>> Begin Input material
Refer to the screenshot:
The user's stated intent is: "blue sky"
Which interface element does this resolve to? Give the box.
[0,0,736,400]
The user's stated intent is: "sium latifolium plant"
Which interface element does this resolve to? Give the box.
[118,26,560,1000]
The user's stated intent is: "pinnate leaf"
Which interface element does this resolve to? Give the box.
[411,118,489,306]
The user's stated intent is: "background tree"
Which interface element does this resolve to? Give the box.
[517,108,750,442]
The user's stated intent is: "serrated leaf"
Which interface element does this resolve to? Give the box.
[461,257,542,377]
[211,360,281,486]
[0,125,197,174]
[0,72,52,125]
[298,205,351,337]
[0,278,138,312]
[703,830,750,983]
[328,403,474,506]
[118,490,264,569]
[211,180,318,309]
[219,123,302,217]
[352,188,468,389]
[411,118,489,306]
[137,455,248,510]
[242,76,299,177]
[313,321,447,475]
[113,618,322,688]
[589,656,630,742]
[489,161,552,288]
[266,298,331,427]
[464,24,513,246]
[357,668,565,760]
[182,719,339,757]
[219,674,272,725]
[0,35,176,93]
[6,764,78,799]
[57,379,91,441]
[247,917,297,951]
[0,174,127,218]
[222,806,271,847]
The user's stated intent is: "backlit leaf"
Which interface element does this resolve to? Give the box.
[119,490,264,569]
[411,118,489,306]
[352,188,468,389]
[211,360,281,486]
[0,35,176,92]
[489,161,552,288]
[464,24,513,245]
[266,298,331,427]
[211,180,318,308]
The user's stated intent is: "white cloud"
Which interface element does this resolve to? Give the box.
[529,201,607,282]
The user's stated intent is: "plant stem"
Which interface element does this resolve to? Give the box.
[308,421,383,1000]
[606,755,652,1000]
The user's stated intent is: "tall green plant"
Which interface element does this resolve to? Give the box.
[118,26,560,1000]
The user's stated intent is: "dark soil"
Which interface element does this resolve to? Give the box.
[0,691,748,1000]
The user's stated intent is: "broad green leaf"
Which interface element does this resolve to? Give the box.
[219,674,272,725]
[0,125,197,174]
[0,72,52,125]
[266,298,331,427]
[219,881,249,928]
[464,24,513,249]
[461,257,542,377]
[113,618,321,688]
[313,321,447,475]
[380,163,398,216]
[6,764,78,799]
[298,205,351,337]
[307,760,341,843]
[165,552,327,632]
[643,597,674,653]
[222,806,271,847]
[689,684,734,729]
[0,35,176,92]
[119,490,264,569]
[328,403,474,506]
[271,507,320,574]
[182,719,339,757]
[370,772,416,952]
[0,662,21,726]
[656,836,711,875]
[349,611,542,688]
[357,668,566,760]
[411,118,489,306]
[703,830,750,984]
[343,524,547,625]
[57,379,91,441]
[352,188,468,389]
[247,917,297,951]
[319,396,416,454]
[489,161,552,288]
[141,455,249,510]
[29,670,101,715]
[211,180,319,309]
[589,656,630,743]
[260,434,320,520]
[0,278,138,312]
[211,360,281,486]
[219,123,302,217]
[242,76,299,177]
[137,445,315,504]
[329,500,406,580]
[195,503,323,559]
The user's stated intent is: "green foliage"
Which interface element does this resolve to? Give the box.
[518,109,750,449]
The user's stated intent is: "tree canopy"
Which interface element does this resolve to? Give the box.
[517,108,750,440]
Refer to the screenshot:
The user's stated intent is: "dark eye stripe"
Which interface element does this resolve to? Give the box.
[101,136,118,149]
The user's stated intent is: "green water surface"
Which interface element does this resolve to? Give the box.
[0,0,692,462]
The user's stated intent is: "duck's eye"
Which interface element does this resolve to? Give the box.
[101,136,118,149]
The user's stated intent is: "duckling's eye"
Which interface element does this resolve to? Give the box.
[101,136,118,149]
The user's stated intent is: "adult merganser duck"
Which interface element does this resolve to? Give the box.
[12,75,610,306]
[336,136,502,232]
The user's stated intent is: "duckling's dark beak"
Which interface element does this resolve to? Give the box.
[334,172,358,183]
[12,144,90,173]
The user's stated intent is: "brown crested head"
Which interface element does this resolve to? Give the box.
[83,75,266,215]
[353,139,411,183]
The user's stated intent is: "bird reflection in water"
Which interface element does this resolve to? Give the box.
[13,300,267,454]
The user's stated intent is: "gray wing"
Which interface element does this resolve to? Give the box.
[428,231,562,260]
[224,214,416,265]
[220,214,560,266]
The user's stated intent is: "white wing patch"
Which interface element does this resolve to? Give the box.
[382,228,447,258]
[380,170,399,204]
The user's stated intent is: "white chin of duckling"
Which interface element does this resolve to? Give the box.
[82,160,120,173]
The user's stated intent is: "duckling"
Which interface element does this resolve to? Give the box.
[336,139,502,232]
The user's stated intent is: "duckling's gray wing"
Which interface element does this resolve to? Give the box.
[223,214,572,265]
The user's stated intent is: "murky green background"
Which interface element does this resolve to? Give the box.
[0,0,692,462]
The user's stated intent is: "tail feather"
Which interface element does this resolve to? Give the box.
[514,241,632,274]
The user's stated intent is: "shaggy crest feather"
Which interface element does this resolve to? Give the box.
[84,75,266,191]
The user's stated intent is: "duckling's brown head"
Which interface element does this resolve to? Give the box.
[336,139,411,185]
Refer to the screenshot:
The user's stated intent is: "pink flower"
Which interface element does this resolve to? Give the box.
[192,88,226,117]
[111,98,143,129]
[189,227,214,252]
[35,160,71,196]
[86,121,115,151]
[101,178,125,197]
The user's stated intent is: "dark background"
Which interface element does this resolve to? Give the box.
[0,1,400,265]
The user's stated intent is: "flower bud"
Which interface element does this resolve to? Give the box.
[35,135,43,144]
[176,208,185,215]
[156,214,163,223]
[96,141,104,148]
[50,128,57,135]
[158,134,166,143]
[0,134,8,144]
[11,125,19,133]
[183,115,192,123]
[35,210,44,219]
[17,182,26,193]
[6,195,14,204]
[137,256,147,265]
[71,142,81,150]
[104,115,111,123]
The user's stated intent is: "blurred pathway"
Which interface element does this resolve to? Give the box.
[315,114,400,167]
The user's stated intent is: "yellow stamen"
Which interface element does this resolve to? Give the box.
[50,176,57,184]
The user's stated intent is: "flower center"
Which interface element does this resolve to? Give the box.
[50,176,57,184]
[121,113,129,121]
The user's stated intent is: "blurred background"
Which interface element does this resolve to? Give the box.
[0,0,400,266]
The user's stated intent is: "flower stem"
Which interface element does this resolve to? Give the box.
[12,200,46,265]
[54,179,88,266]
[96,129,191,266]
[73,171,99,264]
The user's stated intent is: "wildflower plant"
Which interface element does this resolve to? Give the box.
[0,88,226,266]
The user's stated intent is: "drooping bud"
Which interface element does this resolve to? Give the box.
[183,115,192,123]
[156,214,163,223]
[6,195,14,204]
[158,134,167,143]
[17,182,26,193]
>> End Input material
* Exercise directions
Render every line of the material above as a Markdown table with two columns, Row and Line: give each line its row number and omit any blank lines.

* Solution to the problem
| Row | Line |
|---|---|
| 1 | Refer to the screenshot: |
| 2 | The user's stated intent is: "blue sky" |
| 3 | Which interface element does this resolve to? Give the box. |
| 4 | [0,0,736,400] |
| 5 | The user's stated intent is: "sium latifolium plant" |
| 6 | Which interface element does this resolve to? Give the box. |
| 7 | [118,26,560,1000] |
| 8 | The user's stated intent is: "pinnate leaf" |
| 9 | Which interface element does this resolve to? Give the box. |
| 10 | [411,118,489,306] |
| 11 | The user's stated intent is: "background tree" |
| 12 | Which interface element does this resolve to? Give the box. |
| 13 | [517,108,750,442] |
| 14 | The user's stated intent is: "serrated leaf" |
| 15 | Which interface element does this resolve to? Give the box. |
| 16 | [461,257,542,377] |
| 17 | [211,360,281,486] |
| 18 | [0,125,197,174] |
| 19 | [0,72,52,125] |
| 20 | [298,205,351,337] |
| 21 | [0,278,138,312] |
| 22 | [703,830,750,983] |
| 23 | [328,403,474,506] |
| 24 | [118,490,264,569] |
| 25 | [211,180,318,309] |
| 26 | [219,123,302,217] |
| 27 | [352,188,468,389] |
| 28 | [411,118,489,306] |
| 29 | [137,455,248,510] |
| 30 | [242,76,299,177] |
| 31 | [313,321,447,475] |
| 32 | [113,618,322,688] |
| 33 | [589,656,630,742] |
| 34 | [489,161,552,288] |
| 35 | [266,298,331,427] |
| 36 | [464,24,513,246] |
| 37 | [357,668,565,760] |
| 38 | [182,719,339,757] |
| 39 | [219,674,272,725] |
| 40 | [0,35,176,93] |
| 41 | [6,764,78,799] |
| 42 | [57,379,91,441] |
| 43 | [247,917,297,951] |
| 44 | [0,174,127,218] |
| 45 | [222,806,271,847] |
| 46 | The user's stated intent is: "backlit leaf" |
| 47 | Which interface element does this resolve to? Give the box. |
| 48 | [119,490,264,569] |
| 49 | [411,118,489,306] |
| 50 | [352,188,468,389] |
| 51 | [211,360,281,486] |
| 52 | [0,35,176,92] |
| 53 | [489,161,552,288] |
| 54 | [464,24,513,245] |
| 55 | [266,298,331,427] |
| 56 | [211,180,318,308] |
| 57 | The user's stated intent is: "white cloud" |
| 58 | Which interface element does this resolve to? Give the box. |
| 59 | [529,201,607,282] |
| 60 | The user's stated intent is: "plant stem" |
| 61 | Which interface element does this resolve to? Give the box. |
| 62 | [308,421,383,1000] |
| 63 | [606,755,652,1000] |
| 64 | The user's stated intent is: "tall green plant" |
| 65 | Which interface element does this resolve to? Give the box. |
| 66 | [118,26,560,1000] |
| 67 | The user's stated intent is: "dark soil" |
| 68 | Which interface element does this resolve to? Give the box. |
| 69 | [0,691,748,1000] |
| 70 | The user's stated intent is: "broad green leaf" |
| 71 | Which interface element does this resolve to? Give the box. |
| 72 | [219,674,272,725] |
| 73 | [0,125,197,174] |
| 74 | [0,72,52,125] |
| 75 | [266,298,331,427] |
| 76 | [219,881,249,928] |
| 77 | [464,24,513,249] |
| 78 | [461,257,542,377] |
| 79 | [113,618,321,688] |
| 80 | [313,321,447,475] |
| 81 | [380,163,398,216] |
| 82 | [6,764,78,799] |
| 83 | [298,205,351,337] |
| 84 | [307,760,341,843] |
| 85 | [165,552,327,632] |
| 86 | [643,597,674,653] |
| 87 | [222,806,271,847] |
| 88 | [689,684,734,729] |
| 89 | [0,35,176,92] |
| 90 | [119,490,264,569] |
| 91 | [328,403,474,506] |
| 92 | [271,507,320,574] |
| 93 | [182,719,339,757] |
| 94 | [370,772,416,952] |
| 95 | [0,662,21,726] |
| 96 | [656,836,711,875] |
| 97 | [349,611,542,688] |
| 98 | [357,668,566,760] |
| 99 | [411,118,489,306] |
| 100 | [703,830,750,984] |
| 101 | [343,524,547,625] |
| 102 | [57,379,91,441] |
| 103 | [352,188,468,389] |
| 104 | [247,917,297,951] |
| 105 | [319,396,416,454] |
| 106 | [489,161,552,288] |
| 107 | [141,455,249,510] |
| 108 | [29,670,101,715] |
| 109 | [211,180,319,309] |
| 110 | [589,656,630,743] |
| 111 | [260,434,320,520] |
| 112 | [0,278,138,312] |
| 113 | [211,360,281,486] |
| 114 | [219,123,302,217] |
| 115 | [242,76,299,177] |
| 116 | [137,445,315,504] |
| 117 | [329,500,406,580] |
| 118 | [195,503,323,559] |
| 119 | The user's stated intent is: "green foliage" |
| 120 | Which interface element does this resolve to? Give the box. |
| 121 | [518,109,750,449] |
| 122 | The user's stated intent is: "tree canopy" |
| 123 | Which interface element does this resolve to? Give the box. |
| 124 | [517,108,750,440] |
| 125 | Refer to the screenshot: |
| 126 | The user's stated intent is: "dark eye stripe" |
| 127 | Which interface element does this resolve to? Give the box. |
| 128 | [101,136,118,149] |
| 129 | The user's stated intent is: "green water surface" |
| 130 | Which interface element does this resolve to? Give the box. |
| 131 | [0,0,692,462] |
| 132 | The user's stated intent is: "duck's eye" |
| 133 | Which interface element does this resolve to? Give the box. |
| 134 | [101,136,118,149] |
| 135 | The user's stated intent is: "duckling's eye" |
| 136 | Which interface element does this resolve to? Give the box. |
| 137 | [101,136,118,149] |
| 138 | The user's stated intent is: "adult merganser duck" |
| 139 | Which interface element does this resolve to? Give the box. |
| 140 | [12,75,610,306] |
| 141 | [336,136,502,232] |
| 142 | The user's stated intent is: "duckling's dark beak" |
| 143 | Which interface element does this resolve to? Give the box. |
| 144 | [334,172,358,183] |
| 145 | [12,144,90,173] |
| 146 | The user's stated intent is: "brown crested head" |
| 147 | Which interface element does this resolve to? Give the box. |
| 148 | [83,75,266,215] |
| 149 | [353,139,411,183] |
| 150 | The user's stated intent is: "bird reflection in water" |
| 151 | Which interface element does this resolve to? Give the box. |
| 152 | [13,300,267,454] |
| 153 | The user's stated intent is: "gray wing" |
| 154 | Which interface element does this resolve to? Give the box. |
| 155 | [428,231,562,260] |
| 156 | [224,214,416,265] |
| 157 | [220,214,560,266] |
| 158 | The user's stated intent is: "white wing patch" |
| 159 | Which interface element does this resolve to? Give the box. |
| 160 | [382,228,447,258] |
| 161 | [380,170,399,204] |
| 162 | The user's stated intent is: "white chin of duckling" |
| 163 | Which interface element does this resolve to? Give the box. |
| 164 | [82,160,120,173] |
| 165 | The user's stated intent is: "duckling" |
| 166 | Which interface element does this resolve to? Give the box. |
| 167 | [336,139,502,232] |
| 168 | The user's stated intent is: "duckling's gray wing" |
| 169 | Which interface element does this resolve to? Give the box. |
| 170 | [223,214,572,265] |
| 171 | The user's stated intent is: "murky green background" |
| 172 | Which interface element does this resolve to? Give the box. |
| 173 | [0,0,692,462] |
| 174 | The user's stated intent is: "tail feather" |
| 175 | Which interface element does this resolve to? Give the box. |
| 176 | [514,241,632,274] |
| 177 | The user's stated intent is: "shaggy crest feather" |
| 178 | Which interface element does this resolve to? Give the box. |
| 179 | [84,75,266,191] |
| 180 | The user's stated intent is: "duckling's brown head" |
| 181 | Which interface element does this resolve to? Give the box. |
| 182 | [336,139,411,185] |
| 183 | Refer to the screenshot: |
| 184 | The user's stated intent is: "pink flower" |
| 185 | Which interface element does this resolve to? Give the box. |
| 186 | [192,88,226,117] |
| 187 | [111,98,143,129] |
| 188 | [189,227,214,252] |
| 189 | [35,160,71,196] |
| 190 | [86,121,115,151] |
| 191 | [101,178,125,197] |
| 192 | The user's stated intent is: "dark background" |
| 193 | Which interface element does this resolve to? Give the box. |
| 194 | [0,1,400,265] |
| 195 | The user's stated intent is: "flower bud" |
| 196 | Which interface element does this resolve to? Give the box. |
| 197 | [35,135,43,144] |
| 198 | [176,208,185,215] |
| 199 | [156,214,163,223] |
| 200 | [96,141,104,148] |
| 201 | [50,128,57,135] |
| 202 | [158,134,166,143] |
| 203 | [0,134,8,144] |
| 204 | [11,125,19,133] |
| 205 | [183,115,192,123] |
| 206 | [35,210,44,219] |
| 207 | [17,182,26,193] |
| 208 | [6,195,14,204] |
| 209 | [137,256,147,265] |
| 210 | [71,142,81,150] |
| 211 | [104,115,111,123] |
| 212 | The user's stated intent is: "blurred pathway" |
| 213 | Which interface element does this resolve to? Give the box. |
| 214 | [315,114,400,167] |
| 215 | The user's stated intent is: "yellow stamen" |
| 216 | Which interface element does this resolve to? Give the box. |
| 217 | [50,176,57,184] |
| 218 | The user's stated intent is: "flower center" |
| 219 | Which interface element does this resolve to? Give the box. |
| 220 | [50,176,57,184] |
| 221 | [121,113,129,121] |
| 222 | The user's stated intent is: "blurred background" |
| 223 | Which interface element does this resolve to? Give the box. |
| 224 | [0,0,400,266] |
| 225 | The user's stated intent is: "flower stem" |
| 226 | Which interface element does this resolve to? Give the box. |
| 227 | [12,200,46,265] |
| 228 | [54,179,88,266] |
| 229 | [96,129,191,266] |
| 230 | [73,171,99,264] |
| 231 | The user's stated intent is: "wildflower plant" |
| 232 | Which interface element does this resolve to? Give the box. |
| 233 | [0,88,226,266] |
| 234 | The user's stated intent is: "drooping bud" |
| 235 | Which interface element does this resolve to? Give the box. |
| 236 | [183,115,192,123] |
| 237 | [156,214,163,223] |
| 238 | [6,195,14,204] |
| 239 | [158,134,167,143] |
| 240 | [17,182,26,193] |